Data records:
>>>
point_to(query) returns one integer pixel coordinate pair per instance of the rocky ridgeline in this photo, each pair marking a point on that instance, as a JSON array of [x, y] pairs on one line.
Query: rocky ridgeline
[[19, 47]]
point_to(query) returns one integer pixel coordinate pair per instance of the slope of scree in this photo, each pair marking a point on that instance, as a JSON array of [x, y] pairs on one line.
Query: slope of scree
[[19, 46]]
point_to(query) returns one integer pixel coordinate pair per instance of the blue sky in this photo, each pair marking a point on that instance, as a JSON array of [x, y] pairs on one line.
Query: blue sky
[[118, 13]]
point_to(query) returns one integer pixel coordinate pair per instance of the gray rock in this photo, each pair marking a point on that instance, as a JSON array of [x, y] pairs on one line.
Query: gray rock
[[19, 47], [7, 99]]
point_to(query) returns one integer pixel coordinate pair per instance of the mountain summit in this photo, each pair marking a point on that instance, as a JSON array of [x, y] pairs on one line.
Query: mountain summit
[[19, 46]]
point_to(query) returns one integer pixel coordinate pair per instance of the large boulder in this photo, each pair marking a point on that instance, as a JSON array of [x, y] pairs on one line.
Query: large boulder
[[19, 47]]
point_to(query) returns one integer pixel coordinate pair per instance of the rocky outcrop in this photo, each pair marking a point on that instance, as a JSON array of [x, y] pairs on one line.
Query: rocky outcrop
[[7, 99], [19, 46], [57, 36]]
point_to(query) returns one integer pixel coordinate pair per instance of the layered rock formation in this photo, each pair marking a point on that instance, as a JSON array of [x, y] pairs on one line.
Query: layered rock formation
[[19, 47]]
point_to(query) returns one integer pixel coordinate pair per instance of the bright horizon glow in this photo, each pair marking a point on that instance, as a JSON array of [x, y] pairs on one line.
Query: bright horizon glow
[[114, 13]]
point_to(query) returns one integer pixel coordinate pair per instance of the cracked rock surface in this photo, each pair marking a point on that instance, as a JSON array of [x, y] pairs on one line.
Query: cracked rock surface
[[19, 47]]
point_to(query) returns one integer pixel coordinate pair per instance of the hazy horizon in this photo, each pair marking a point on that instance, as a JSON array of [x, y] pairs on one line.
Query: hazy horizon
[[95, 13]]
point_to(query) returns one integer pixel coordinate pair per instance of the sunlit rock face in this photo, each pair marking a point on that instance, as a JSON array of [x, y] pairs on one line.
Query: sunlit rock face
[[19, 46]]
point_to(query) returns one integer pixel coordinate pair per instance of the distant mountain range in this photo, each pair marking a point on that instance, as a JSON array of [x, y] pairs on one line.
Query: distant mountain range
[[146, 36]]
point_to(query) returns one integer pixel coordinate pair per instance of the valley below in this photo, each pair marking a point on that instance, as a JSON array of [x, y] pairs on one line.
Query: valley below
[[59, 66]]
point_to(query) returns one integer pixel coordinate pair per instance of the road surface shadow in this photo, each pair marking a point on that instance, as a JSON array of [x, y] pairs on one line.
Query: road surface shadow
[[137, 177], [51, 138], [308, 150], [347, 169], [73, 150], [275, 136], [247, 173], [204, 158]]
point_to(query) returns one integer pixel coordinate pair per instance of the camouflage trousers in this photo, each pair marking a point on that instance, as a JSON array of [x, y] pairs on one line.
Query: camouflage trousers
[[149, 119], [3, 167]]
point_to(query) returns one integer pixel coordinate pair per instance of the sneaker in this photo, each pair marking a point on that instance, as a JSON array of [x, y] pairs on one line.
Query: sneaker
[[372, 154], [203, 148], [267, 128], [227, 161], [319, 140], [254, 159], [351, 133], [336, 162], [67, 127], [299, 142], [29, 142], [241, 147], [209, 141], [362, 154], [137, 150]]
<<<
What to do: Please reproduce, word for word, the stretch of the data above from the line containing "of the sneaker" through the line containing "Query: sneaker".

Output below:
point_to(query) returns one integer pixel coordinate pair per instance of the sneaker in this photo, each pair marking a point on that instance, as a JSON array of [x, y] pairs on one line.
Query: sneaker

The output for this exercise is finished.